◆ WHAT YOU NEED TO DO:
Set down, please, exactly the lines below that run from the line with "Outline any flag on pole you see." to the line with "Outline any chalet building you see.", both lines included.

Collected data
──────────

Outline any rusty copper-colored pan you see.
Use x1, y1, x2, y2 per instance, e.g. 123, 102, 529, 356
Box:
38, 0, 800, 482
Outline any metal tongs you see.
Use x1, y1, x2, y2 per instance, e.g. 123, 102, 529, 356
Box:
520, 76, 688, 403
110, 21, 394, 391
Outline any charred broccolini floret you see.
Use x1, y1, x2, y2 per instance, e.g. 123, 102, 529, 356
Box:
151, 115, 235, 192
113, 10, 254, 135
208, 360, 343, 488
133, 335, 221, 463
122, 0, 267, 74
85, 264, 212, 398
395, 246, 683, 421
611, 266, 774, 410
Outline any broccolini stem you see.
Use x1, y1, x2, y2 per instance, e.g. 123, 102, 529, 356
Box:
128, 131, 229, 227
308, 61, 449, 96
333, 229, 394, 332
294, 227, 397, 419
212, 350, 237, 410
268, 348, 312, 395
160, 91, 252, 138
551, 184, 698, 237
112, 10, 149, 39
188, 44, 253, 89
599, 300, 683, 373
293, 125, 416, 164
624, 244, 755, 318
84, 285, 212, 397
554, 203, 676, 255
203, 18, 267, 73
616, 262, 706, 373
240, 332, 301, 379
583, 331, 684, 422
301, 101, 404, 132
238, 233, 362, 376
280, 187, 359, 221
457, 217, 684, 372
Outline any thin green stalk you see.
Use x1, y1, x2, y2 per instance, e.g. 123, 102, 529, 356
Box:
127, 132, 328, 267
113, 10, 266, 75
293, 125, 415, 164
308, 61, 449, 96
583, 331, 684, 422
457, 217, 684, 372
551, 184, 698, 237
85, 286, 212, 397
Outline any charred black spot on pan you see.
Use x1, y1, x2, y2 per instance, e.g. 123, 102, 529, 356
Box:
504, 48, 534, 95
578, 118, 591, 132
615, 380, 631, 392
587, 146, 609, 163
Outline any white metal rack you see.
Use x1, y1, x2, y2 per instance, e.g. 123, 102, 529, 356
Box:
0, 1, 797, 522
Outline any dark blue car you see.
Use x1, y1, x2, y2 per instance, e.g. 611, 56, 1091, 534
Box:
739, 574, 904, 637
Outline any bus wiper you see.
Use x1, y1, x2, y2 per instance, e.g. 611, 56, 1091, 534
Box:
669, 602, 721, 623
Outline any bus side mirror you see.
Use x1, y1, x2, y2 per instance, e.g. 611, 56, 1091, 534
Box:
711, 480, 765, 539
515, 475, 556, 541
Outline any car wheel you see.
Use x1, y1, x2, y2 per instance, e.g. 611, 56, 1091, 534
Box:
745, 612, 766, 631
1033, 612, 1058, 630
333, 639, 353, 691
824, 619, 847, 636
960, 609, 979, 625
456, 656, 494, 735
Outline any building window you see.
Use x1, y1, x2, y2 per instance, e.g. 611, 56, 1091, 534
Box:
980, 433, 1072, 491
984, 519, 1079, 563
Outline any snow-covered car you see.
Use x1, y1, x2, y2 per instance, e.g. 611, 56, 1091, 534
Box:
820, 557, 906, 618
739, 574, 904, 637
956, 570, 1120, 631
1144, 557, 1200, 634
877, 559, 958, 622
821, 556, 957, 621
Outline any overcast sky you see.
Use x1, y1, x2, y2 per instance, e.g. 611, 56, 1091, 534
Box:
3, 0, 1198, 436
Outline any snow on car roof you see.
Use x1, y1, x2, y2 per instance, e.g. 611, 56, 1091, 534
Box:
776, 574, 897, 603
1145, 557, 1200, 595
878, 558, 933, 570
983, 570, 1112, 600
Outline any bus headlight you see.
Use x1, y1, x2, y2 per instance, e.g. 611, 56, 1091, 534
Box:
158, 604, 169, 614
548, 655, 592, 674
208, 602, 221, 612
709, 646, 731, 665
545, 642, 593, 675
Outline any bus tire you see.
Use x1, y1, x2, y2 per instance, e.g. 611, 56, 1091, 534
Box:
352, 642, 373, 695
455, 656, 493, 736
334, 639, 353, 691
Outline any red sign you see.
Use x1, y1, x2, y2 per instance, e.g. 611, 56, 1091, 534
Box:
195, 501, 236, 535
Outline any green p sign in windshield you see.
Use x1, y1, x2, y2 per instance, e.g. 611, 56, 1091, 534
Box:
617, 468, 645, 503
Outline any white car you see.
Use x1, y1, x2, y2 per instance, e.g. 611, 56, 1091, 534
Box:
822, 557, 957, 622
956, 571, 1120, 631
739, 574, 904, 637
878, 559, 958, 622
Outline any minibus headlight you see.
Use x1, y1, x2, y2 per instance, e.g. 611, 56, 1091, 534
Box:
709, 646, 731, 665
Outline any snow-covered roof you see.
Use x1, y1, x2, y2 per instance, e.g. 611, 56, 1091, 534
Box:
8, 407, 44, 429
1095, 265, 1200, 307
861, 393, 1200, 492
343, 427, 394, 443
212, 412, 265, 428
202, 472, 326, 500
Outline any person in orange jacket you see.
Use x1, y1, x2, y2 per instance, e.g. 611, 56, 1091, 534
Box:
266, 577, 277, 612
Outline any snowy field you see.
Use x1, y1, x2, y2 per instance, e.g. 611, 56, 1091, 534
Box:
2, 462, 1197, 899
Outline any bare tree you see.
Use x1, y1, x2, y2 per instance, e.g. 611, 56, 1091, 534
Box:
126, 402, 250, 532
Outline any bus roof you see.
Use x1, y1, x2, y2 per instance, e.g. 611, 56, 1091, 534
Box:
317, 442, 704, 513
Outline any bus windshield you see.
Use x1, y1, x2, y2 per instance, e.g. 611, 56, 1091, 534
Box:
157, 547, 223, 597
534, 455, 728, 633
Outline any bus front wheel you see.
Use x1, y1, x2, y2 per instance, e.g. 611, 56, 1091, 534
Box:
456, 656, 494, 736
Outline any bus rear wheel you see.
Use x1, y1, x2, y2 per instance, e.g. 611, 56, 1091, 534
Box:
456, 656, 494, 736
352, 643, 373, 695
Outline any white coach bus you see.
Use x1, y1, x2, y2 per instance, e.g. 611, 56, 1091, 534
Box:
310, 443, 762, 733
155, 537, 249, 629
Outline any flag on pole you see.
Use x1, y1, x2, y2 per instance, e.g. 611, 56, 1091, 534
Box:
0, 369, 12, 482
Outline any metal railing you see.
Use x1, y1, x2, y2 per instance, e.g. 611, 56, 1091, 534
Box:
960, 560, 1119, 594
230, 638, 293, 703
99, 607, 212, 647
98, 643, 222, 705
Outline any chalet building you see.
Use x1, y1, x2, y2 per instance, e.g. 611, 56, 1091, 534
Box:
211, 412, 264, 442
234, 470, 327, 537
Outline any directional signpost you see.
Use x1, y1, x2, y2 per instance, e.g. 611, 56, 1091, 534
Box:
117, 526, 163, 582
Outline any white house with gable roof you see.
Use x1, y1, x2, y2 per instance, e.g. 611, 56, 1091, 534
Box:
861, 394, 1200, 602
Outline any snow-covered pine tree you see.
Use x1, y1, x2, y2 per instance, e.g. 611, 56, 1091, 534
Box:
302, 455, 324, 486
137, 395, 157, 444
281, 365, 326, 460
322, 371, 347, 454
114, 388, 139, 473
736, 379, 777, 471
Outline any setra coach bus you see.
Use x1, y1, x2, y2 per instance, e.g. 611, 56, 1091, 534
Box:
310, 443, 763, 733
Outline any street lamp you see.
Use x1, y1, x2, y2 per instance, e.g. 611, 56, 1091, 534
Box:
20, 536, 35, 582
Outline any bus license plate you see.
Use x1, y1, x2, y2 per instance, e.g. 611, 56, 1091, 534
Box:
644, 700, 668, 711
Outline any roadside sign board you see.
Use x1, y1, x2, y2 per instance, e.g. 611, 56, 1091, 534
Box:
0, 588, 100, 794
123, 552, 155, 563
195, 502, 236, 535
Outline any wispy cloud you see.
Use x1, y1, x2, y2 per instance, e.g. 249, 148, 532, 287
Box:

──────────

◆ THE COMPLETED TASK:
Outline any flag on pole you see.
Use x1, y1, x2, y2 per instance, e.g. 611, 56, 1091, 534
Box:
0, 369, 12, 482
Outline any metal railing you see.
Use x1, y1, x2, y2 per instance, e.g. 611, 56, 1091, 534
Box:
960, 560, 1119, 594
230, 638, 293, 703
99, 607, 212, 647
98, 643, 222, 705
Outline any chalet building you see.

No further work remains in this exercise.